Dataset rows =>

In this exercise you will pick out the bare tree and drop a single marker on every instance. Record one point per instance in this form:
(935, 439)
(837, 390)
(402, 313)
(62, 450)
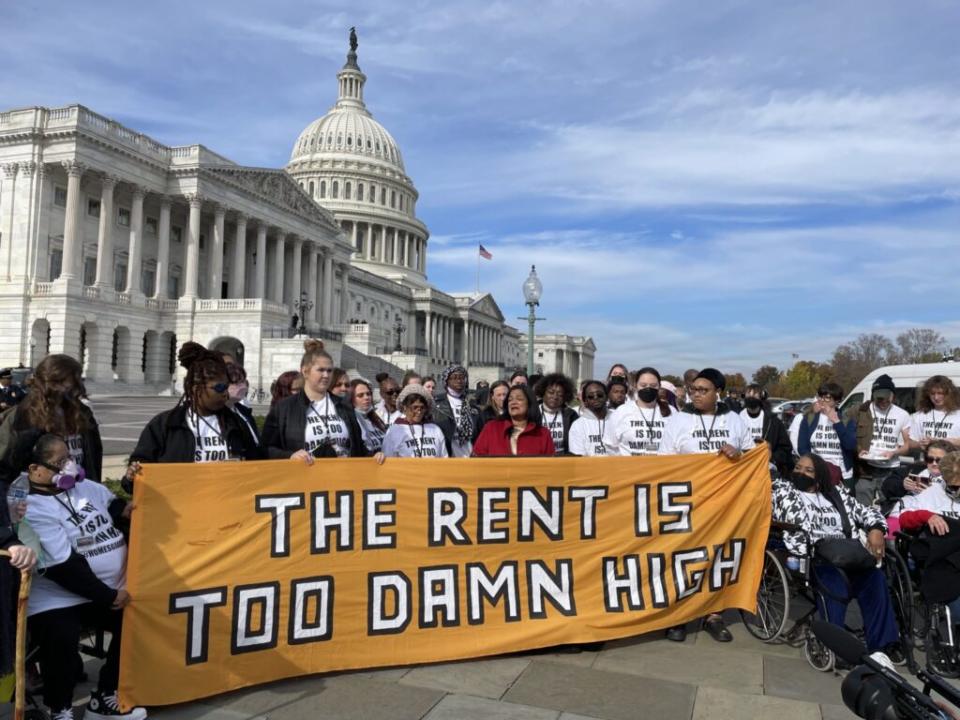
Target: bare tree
(921, 345)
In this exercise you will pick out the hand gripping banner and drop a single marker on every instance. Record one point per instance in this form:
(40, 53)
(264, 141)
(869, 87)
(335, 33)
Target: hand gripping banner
(243, 573)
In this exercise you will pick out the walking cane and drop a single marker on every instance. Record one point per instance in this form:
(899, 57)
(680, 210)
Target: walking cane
(20, 669)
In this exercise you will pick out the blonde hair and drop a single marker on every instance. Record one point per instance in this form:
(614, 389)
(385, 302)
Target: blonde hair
(312, 351)
(950, 466)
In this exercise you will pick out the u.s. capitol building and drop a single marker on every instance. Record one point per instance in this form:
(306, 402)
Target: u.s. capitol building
(116, 249)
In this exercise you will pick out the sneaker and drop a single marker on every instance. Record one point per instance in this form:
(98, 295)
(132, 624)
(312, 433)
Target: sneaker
(895, 654)
(107, 707)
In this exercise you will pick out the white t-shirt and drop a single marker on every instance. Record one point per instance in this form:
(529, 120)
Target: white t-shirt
(372, 436)
(75, 448)
(825, 442)
(934, 498)
(935, 424)
(794, 432)
(633, 430)
(325, 426)
(403, 440)
(888, 427)
(586, 435)
(211, 443)
(823, 519)
(76, 519)
(754, 424)
(692, 433)
(460, 449)
(388, 417)
(553, 421)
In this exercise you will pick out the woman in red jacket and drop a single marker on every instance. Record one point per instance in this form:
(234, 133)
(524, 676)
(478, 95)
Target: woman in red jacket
(517, 431)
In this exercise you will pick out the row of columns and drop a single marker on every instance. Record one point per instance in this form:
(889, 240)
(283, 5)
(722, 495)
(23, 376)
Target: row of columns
(387, 244)
(322, 310)
(483, 345)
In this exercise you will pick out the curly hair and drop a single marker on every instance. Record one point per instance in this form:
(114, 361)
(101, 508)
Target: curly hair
(951, 400)
(49, 406)
(950, 467)
(548, 381)
(202, 366)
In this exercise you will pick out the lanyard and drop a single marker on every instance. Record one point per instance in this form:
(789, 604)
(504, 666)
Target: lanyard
(704, 426)
(418, 444)
(74, 515)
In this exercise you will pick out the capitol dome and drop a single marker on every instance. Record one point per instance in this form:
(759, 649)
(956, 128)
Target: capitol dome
(351, 165)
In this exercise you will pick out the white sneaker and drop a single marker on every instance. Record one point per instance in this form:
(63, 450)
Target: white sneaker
(107, 707)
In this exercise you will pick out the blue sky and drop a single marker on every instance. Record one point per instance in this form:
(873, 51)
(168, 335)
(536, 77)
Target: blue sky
(722, 183)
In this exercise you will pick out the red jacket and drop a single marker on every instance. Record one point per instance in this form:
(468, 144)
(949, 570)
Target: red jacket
(494, 439)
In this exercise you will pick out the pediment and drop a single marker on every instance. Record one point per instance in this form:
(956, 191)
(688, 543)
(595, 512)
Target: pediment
(277, 186)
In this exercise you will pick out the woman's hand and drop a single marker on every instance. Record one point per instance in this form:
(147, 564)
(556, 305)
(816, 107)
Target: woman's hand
(133, 469)
(937, 525)
(876, 543)
(302, 455)
(22, 557)
(730, 452)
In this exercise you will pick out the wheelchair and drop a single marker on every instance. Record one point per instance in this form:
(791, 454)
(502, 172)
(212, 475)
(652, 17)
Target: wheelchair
(786, 579)
(934, 626)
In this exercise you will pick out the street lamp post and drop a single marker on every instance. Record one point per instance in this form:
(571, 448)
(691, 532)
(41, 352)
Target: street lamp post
(532, 290)
(398, 328)
(303, 306)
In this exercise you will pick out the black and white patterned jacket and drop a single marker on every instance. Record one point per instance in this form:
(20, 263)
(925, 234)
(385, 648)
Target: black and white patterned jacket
(788, 507)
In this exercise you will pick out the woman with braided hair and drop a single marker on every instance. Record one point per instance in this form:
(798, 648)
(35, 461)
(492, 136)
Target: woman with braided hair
(201, 428)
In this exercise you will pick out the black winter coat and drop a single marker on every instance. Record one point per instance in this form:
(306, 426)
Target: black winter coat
(285, 429)
(168, 438)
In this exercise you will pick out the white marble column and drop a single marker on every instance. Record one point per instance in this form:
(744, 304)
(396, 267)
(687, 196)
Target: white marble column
(297, 270)
(215, 265)
(192, 271)
(328, 290)
(238, 266)
(278, 251)
(260, 278)
(344, 291)
(104, 277)
(163, 251)
(72, 230)
(135, 244)
(314, 283)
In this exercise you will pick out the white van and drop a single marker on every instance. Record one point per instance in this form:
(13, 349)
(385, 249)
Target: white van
(906, 378)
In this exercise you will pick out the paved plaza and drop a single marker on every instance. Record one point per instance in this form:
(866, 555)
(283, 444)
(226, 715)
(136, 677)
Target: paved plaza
(647, 677)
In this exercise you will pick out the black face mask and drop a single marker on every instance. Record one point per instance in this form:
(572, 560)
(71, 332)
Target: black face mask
(648, 394)
(803, 483)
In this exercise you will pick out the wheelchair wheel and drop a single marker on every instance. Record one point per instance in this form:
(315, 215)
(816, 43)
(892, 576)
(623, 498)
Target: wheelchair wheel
(773, 601)
(817, 654)
(942, 657)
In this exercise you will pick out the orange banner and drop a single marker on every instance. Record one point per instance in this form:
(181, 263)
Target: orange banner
(243, 573)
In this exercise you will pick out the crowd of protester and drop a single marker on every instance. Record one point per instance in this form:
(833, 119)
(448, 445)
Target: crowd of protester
(833, 476)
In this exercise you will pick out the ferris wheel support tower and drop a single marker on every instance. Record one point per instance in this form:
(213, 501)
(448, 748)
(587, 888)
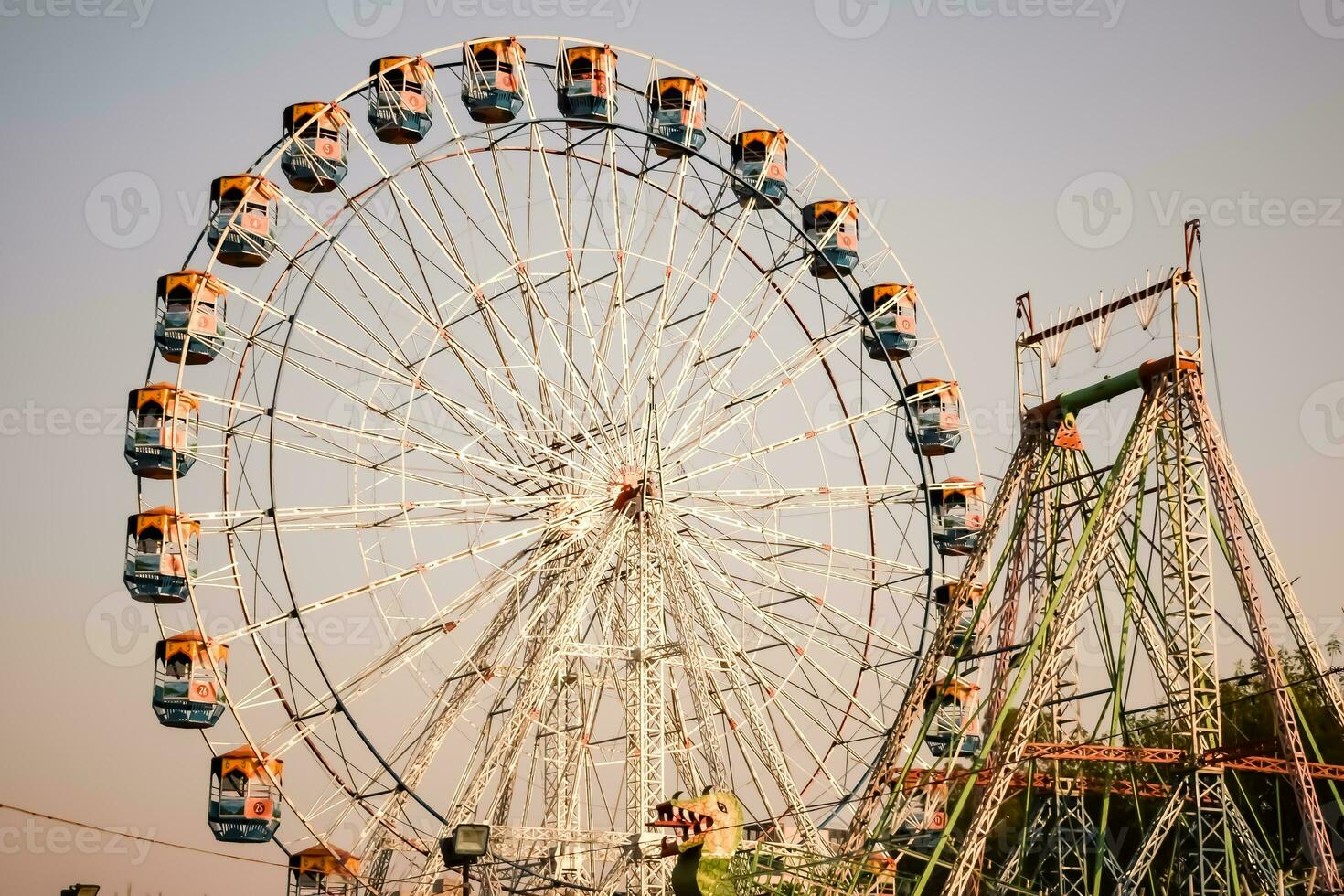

Work to be completed =>
Extract every line of the records above that contains the word "coat", matching case exactly.

Problem solution =>
In this exercise you will pick out the black winter coat and drop a single marker on every instance. Record one point per instance in this form:
Target: black winter coat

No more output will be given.